>> BEGIN Source excerpt

Try this place. www.thewoodyard.com. They are located in Griffn,GA


----------



## craftsman on the lake (Dec 27, 2008)

It' a 45 mile ride but I get my lumber in NH (I'm from Maine) at Highland Hardwoods. A classy warehouse that only does wood and flooring.

Here is a link to a pdf of their prices


----------



## bannerpond1 (Mar 15, 2013)

Fred Hargis, would you please share your hardwood supplier in eastern IN? I live just SW of Indy and would like to have a place to go to when my privately grown cherry runs out. Thanks.


----------



## Tugboater78 (May 26, 2012)

i have Muterspaw about 1 hr away, but they basically only deal in figured and/or exotic


----------



## msmith1199 (Oct 24, 2012)

$30 a BF for walnut? Even the Woodcrafts in California are not that high. Woodcraft is not the best place to by your hardwoods because most of them are not buying in large volume and probably aren't getting the best of prices. I don't think they buy lumber as a chain, because I know my local Woodcraft uses the same supplier as I do and they get the same prices as I do. I pay about $6.50 a bf for Walnut and so do they. They then sell it for about $11 a bf last time I looked.


----------



## rrww (Aug 12, 2012)

I'm in central MN these prices are what I pay, generally I buy at least 50 feet. Kiln dried S3S.

Walnut $3 select and better kiln dried
Red Oak $3 select and better. Closer to $2 on rustic grades
Cherry $4 select and better
White Oak $3 select and better

I can't remember the price on poplar- I don't use it much.


----------



## helluvawreck (Jul 21, 2010)

Try Peach State Lumber. I know that you would have to make an over night trip but it might be worth it. They may even have a customer that they deliver to in your area and if your order is enough they might drop it off at your location.

helluvawreck aka Charles
http://woodworkingexpo.wordpress.com


----------



## msmith1199 (Oct 24, 2012)

>> END Source excerpt

● Direction A
Swap "Fred Hargis" for "the previous poster" in the lumber thread passage running from "## bannerpond1 (Mar" up to and including "(May 26, 2012)", then give that passage.
● Direction B
According to msmith1199 in the lumber thread, for roughly what price per board foot does the local Woodcraft sell walnut?
The records are separate material, independent of the lumber thread.

>> BEGIN Stored data

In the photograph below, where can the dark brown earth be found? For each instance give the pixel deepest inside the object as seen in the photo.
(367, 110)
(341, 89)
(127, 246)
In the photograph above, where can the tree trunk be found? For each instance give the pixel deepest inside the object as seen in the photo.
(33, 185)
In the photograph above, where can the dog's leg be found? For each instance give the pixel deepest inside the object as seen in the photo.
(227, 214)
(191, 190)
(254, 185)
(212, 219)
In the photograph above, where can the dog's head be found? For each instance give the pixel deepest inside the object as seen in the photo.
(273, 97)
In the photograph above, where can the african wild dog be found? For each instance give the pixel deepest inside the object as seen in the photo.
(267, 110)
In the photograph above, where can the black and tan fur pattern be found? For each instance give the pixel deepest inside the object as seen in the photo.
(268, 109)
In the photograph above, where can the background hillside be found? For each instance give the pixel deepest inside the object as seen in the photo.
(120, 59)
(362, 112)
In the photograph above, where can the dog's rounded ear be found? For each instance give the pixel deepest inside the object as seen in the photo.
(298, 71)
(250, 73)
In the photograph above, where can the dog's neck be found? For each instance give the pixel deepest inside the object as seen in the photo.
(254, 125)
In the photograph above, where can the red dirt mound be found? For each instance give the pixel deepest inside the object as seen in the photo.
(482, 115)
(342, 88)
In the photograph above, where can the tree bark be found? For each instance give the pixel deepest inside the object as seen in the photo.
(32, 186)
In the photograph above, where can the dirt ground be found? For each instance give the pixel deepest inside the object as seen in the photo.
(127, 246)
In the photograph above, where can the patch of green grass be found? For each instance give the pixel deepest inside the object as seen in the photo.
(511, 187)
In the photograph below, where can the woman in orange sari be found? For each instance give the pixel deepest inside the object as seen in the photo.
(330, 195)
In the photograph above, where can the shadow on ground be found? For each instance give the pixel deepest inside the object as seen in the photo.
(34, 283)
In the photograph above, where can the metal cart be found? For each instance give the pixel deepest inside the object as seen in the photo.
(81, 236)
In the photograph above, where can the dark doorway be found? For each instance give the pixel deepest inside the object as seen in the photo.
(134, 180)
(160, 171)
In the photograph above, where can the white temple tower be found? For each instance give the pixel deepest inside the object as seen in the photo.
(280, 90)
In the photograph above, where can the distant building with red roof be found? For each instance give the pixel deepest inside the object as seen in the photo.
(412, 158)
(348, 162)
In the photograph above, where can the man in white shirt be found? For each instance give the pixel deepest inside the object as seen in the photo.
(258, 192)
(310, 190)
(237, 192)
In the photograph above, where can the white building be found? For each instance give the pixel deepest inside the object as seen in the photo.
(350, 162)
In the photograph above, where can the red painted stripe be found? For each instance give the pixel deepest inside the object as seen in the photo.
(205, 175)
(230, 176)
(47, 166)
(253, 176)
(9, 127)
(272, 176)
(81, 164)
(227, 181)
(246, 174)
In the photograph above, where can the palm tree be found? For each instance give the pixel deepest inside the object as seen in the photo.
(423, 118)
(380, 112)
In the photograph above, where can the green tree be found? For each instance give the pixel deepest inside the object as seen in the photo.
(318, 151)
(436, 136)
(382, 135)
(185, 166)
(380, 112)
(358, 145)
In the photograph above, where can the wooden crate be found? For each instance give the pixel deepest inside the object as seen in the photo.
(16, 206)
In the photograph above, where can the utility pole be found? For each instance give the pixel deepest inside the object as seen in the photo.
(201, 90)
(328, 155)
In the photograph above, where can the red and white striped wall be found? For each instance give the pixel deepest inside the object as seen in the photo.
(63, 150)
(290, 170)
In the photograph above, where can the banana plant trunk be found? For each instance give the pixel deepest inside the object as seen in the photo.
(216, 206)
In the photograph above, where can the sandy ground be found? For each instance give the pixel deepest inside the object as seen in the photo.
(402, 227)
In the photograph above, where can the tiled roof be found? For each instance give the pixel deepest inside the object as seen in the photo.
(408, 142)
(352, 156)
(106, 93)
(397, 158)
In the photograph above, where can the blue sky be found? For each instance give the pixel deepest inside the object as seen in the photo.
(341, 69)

>> END Stored data

● Full solution A
## bannerpond1 (Mar 15, 2013)

the previous poster, would you please share your hardwood supplier in eastern IN? I live just SW of Indy and would like to have a place to go to when my privately grown cherry runs out. Thanks.


----------



## Tugboater78 (May 26, 2012)

● Full solution B
About $11 a board foot.